### EXERCISE INSTRUCTIONS
Report every line below that holds the word "flagpole".

### DATA FOR THE TASK
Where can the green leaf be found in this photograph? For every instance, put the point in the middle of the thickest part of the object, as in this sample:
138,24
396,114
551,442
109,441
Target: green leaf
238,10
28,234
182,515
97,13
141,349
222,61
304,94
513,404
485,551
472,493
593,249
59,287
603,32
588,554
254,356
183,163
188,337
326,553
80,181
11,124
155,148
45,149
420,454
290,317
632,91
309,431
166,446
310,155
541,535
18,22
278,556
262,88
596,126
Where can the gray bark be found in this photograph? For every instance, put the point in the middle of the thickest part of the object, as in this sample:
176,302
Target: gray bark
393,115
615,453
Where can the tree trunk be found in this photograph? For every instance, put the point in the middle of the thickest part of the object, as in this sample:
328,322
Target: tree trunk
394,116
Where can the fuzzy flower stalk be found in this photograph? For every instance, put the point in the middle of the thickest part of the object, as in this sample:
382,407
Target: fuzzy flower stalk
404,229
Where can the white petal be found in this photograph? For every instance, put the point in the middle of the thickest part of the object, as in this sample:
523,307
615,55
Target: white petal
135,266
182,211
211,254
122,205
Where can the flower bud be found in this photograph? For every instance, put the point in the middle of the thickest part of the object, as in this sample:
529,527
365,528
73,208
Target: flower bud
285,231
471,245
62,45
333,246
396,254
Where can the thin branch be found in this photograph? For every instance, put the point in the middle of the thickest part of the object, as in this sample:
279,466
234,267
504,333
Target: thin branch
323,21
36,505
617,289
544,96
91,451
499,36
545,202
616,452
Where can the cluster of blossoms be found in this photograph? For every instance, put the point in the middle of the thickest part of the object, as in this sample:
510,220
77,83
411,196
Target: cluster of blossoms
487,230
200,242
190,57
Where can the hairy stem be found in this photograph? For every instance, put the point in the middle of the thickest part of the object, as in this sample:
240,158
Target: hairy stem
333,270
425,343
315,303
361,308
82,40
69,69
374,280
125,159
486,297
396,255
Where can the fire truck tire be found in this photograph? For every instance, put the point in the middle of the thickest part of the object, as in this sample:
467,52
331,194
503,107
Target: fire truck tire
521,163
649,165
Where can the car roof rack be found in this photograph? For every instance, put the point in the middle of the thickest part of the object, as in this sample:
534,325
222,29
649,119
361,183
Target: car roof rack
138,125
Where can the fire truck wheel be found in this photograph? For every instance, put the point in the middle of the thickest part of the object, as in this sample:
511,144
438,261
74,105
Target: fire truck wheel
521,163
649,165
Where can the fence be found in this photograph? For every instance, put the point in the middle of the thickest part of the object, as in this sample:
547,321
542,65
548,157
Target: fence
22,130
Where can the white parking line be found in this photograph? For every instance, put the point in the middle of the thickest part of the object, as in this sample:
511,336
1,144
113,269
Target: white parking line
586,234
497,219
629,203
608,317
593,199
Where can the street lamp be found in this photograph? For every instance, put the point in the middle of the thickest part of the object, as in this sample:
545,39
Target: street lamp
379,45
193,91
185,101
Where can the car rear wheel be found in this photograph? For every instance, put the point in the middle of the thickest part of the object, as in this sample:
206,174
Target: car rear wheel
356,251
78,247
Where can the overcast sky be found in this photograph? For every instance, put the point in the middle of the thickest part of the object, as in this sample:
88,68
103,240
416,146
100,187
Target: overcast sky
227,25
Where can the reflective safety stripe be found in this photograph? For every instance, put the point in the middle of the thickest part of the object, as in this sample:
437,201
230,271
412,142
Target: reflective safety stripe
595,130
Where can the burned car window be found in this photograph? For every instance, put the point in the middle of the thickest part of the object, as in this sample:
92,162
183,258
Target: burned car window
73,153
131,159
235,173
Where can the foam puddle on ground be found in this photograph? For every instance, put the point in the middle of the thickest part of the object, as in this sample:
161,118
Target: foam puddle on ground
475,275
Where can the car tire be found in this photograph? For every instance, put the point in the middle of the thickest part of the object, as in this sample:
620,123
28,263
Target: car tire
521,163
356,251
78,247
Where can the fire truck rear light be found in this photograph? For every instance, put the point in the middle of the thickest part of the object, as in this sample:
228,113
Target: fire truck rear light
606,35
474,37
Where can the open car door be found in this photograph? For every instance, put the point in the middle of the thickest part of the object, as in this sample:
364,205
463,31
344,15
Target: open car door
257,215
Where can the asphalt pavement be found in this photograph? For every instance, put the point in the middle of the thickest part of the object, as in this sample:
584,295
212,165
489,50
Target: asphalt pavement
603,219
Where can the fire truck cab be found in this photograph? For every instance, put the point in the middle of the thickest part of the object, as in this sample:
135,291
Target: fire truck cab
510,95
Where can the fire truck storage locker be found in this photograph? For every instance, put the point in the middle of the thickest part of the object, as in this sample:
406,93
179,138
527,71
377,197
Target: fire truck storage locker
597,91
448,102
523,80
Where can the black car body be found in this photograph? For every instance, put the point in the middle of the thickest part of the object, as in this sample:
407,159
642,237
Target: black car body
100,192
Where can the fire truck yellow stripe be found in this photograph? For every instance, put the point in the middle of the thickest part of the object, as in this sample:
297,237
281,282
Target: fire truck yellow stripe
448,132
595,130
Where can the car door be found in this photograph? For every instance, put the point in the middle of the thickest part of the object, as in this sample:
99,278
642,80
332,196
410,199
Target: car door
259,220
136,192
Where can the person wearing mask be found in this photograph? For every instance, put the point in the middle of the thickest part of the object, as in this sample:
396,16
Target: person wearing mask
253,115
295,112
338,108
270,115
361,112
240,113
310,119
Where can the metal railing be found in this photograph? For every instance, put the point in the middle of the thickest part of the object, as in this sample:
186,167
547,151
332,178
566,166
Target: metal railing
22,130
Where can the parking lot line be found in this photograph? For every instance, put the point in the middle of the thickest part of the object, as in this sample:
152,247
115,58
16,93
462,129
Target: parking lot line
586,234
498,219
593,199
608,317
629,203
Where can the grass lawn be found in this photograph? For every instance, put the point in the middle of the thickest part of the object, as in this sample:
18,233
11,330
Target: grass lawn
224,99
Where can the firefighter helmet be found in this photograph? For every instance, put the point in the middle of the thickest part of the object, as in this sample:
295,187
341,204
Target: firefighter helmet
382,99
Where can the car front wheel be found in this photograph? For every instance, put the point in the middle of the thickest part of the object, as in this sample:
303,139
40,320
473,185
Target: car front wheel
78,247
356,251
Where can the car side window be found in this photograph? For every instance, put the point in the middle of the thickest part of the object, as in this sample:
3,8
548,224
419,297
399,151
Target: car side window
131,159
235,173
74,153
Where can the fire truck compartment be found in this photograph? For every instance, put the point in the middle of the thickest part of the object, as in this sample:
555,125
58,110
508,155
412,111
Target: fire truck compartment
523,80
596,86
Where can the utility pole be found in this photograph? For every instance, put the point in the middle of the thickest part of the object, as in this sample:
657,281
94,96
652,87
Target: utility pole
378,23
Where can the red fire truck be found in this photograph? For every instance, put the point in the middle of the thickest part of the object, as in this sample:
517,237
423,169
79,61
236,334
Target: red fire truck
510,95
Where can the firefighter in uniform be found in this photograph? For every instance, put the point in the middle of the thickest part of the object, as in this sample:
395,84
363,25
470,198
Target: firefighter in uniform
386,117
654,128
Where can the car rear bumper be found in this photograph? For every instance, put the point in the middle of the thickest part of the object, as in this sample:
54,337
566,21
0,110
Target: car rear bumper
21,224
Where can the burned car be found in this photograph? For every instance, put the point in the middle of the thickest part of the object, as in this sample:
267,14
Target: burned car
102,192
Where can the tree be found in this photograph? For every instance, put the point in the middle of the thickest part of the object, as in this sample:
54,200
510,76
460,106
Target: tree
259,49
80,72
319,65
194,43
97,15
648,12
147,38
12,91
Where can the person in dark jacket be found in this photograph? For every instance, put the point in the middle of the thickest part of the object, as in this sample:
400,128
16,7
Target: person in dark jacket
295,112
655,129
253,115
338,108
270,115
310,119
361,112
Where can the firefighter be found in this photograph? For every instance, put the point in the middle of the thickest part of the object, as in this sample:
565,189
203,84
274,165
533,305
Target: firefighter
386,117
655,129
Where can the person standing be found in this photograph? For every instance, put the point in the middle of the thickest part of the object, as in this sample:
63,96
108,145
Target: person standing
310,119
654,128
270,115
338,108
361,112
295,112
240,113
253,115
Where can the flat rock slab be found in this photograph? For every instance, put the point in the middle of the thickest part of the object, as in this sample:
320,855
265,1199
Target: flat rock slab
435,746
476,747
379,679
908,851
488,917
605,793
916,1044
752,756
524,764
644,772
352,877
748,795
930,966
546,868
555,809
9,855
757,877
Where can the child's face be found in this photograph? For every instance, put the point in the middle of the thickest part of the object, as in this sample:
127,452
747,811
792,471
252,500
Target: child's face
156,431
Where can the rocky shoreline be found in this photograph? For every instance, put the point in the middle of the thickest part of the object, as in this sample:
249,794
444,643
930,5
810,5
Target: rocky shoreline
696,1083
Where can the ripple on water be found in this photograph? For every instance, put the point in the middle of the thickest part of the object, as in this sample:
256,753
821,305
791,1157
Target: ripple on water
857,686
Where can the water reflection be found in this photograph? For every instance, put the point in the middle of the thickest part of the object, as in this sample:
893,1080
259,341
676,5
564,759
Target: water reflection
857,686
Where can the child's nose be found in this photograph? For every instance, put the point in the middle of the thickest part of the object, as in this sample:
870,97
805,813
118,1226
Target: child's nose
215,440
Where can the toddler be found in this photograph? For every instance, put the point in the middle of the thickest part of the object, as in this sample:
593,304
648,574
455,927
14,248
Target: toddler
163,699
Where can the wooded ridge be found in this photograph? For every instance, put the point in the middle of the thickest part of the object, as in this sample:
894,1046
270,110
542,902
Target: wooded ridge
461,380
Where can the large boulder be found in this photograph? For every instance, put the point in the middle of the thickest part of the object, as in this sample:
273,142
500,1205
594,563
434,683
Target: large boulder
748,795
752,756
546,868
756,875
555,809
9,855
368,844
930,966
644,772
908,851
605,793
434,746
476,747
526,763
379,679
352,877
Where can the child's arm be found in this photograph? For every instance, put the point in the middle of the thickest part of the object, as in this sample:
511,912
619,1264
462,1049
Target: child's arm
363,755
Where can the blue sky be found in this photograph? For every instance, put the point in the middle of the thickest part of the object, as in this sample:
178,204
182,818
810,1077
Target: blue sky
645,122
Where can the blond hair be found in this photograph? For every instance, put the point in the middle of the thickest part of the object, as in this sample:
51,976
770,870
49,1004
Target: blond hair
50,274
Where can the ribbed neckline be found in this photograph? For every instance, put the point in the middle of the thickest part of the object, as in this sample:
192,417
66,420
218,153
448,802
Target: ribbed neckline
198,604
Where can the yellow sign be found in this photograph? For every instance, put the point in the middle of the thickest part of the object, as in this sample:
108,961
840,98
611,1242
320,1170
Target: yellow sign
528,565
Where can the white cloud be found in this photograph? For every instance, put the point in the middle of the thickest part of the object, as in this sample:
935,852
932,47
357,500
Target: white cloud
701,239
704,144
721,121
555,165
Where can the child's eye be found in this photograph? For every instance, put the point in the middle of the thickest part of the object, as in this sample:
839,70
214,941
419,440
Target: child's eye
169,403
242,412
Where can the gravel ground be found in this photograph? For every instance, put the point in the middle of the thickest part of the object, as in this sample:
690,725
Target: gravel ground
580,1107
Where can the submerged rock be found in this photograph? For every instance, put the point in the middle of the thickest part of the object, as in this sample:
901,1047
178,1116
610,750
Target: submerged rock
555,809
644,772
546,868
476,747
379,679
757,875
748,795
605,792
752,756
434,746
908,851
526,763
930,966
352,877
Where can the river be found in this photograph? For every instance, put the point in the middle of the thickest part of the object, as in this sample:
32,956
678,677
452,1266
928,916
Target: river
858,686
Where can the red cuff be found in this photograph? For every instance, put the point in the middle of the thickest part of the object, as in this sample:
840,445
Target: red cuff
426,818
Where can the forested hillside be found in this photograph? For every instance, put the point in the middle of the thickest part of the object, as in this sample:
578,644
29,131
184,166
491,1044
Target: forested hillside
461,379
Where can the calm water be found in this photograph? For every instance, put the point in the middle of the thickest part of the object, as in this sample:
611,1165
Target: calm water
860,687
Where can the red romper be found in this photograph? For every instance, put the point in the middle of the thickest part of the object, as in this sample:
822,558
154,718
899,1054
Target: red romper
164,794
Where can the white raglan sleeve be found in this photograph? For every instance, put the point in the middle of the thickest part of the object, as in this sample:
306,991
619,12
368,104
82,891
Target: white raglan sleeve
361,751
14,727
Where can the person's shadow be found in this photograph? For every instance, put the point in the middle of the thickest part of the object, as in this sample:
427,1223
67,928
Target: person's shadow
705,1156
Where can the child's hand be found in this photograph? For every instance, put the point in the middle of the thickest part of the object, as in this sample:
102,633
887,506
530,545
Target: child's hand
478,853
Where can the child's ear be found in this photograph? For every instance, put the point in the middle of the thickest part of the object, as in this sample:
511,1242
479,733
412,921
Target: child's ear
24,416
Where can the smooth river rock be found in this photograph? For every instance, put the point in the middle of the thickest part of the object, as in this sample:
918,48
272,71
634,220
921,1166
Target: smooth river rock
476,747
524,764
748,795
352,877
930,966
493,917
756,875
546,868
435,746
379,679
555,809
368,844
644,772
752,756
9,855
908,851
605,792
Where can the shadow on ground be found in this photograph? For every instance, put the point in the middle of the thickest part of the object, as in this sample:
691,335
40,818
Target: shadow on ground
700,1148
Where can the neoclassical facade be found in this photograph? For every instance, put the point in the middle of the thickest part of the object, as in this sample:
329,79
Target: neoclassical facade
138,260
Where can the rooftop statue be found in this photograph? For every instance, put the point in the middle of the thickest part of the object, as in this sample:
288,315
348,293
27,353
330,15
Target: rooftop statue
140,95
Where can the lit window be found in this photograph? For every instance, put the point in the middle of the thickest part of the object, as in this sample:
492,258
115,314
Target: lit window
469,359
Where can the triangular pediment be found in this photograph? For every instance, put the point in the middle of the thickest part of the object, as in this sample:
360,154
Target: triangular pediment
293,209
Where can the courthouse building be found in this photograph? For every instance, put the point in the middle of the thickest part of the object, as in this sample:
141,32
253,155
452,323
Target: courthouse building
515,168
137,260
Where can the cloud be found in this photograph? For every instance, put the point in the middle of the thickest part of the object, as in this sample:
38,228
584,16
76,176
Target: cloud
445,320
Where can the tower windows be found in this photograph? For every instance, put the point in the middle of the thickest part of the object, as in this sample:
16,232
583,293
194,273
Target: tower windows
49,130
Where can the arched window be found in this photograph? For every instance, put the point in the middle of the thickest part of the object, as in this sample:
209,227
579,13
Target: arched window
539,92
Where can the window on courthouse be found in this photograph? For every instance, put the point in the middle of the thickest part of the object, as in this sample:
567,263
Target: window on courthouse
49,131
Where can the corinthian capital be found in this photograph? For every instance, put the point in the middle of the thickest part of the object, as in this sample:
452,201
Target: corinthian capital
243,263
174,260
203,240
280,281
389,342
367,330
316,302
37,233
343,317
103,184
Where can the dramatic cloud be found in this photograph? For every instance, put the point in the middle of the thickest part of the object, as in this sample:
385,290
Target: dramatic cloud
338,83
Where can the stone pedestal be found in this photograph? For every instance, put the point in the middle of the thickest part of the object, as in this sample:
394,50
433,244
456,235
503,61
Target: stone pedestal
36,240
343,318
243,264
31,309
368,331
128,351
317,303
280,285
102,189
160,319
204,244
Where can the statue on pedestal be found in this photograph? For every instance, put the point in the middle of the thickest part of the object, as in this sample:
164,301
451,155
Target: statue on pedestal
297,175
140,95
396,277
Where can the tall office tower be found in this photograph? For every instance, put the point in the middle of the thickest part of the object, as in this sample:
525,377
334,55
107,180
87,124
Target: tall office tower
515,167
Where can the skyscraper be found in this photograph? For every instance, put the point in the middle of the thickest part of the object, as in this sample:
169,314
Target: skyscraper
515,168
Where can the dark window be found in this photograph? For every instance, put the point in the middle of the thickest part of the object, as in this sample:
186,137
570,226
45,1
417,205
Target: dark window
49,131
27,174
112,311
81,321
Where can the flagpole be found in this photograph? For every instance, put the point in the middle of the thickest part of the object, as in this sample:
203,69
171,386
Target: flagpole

### ANSWER SECTION
Where can the flagpole be found in this photograph? For every instance, put the point in the middle of the thickest part of the object, as in this sample:
Target: flagpole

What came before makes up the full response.